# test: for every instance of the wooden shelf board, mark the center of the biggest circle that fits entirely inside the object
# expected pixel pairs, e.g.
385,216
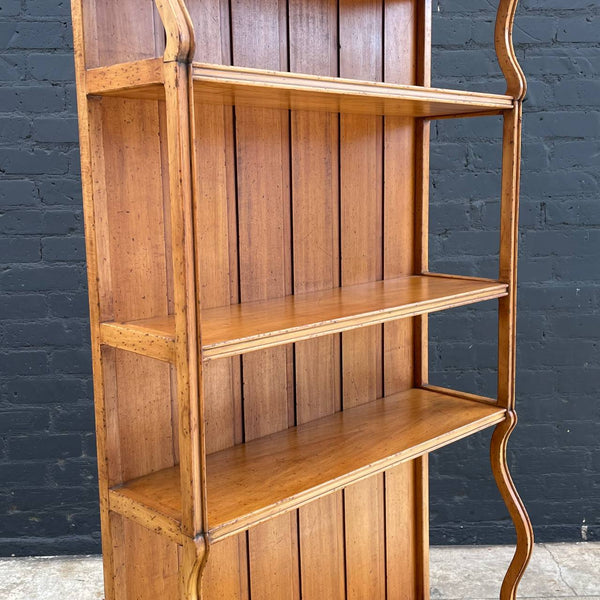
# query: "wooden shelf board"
217,84
221,84
153,337
252,482
239,328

*-*-*

DESCRIPTION OF THE TASK: Rewrite the rows above, changing each "wooden shelf board" to "wooden plank" and keeping everything else the same. Leave the pictures out of your version.

FINAL RESULT:
# test: for every instance of the wooden plank, mark the center of the biggest circle that fits entirely inside the object
# expected pixel pairs, e.g.
385,216
# query: "wooden plank"
217,84
221,84
153,337
252,482
239,328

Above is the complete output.